● Textauszug:
————
DemokratInnen, die grundehrlich gegen sich selbst und andere sind, können häufig nicht verstehen, wie bestimmte Personen - an die politischen Schalthebel gelangt - ihren in der Jugend gegen undemokratische Verhältnisse gerichteten Protest verdrängen und dann ausgerechnet in die Attitüden und Positionen derer schlüpfen können, die sie früher von Herzen bekämpft haben. Diese bekannte Konvertiten-Problematik sei in einem aktuellen Fall anhand von drei konkreten Handlungssituationen nachgezeichnet in der Hoffnung, damit sie die demokratischen Abwehrkräfte anregen zu können. Nennen wir das Exemplar Winfried Kretsch-Maus.
————
● Gezeigte Daten:
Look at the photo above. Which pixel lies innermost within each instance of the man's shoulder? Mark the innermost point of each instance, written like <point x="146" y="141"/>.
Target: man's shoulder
————
● Aufgaben:
1. Fasse den Textauszug in zwei Sätzen zusammen.
2. Prüfe, ob die folgenden Aussagen mit dem Textauszug übereinstimmen, und belege jede Antwort mit einem wörtlichen Zitat.
(a) Der aktuelle Fall soll anhand von drei konkreten Handlungssituationen nachgezeichnet werden.
(b) Die Konvertiten-Problematik wird als neu und unbekannt dargestellt.
(c) Die beschriebenen Personen haben in ihrer Jugend undemokratische Verhältnisse unterstützt.
3. Gib den Teil des Textauszugs, der mit den Worten „DemokratInnen, die grundehrlich“ beginnt und mit „Exemplar Winfried Kretsch-Maus.“ endet, erneut wieder und ersetze darin „Protest“ durch „Widerstand“.

● Lösungen:
1. Grundehrliche DemokratInnen können oft nicht verstehen, wie bestimmte Personen an den politischen Schalthebeln ihren früheren Protest gegen undemokratische Verhältnisse verdrängen und die Positionen derer übernehmen, die sie einst bekämpft haben. Diese bekannte Konvertiten-Problematik soll an einem aktuellen Fall mit drei konkreten Handlungssituationen nachgezeichnet werden, wobei die Person Winfried Kretsch-Maus genannt wird.

2.
(a) Ja: „anhand von drei konkreten Handlungssituationen nachgezeichnet“
(b) Nein: „Diese bekannte Konvertiten-Problematik“
(c) Nein: „ihren in der Jugend gegen undemokratische Verhältnisse gerichteten Protest“

3.
DemokratInnen, die grundehrlich gegen sich selbst und andere sind, können häufig nicht verstehen, wie bestimmte Personen - an die politischen Schalthebel gelangt - ihren in der Jugend gegen undemokratische Verhältnisse gerichteten Widerstand verdrängen und dann ausgerechnet in die Attitüden und Positionen derer schlüpfen können, die sie früher von Herzen bekämpft haben. Diese bekannte Konvertiten-Problematik sei in einem aktuellen Fall anhand von drei konkreten Handlungssituationen nachgezeichnet in der Hoffnung, damit sie die demokratischen Abwehrkräfte anregen zu können. Nennen wir das Exemplar Winfried Kretsch-Maus.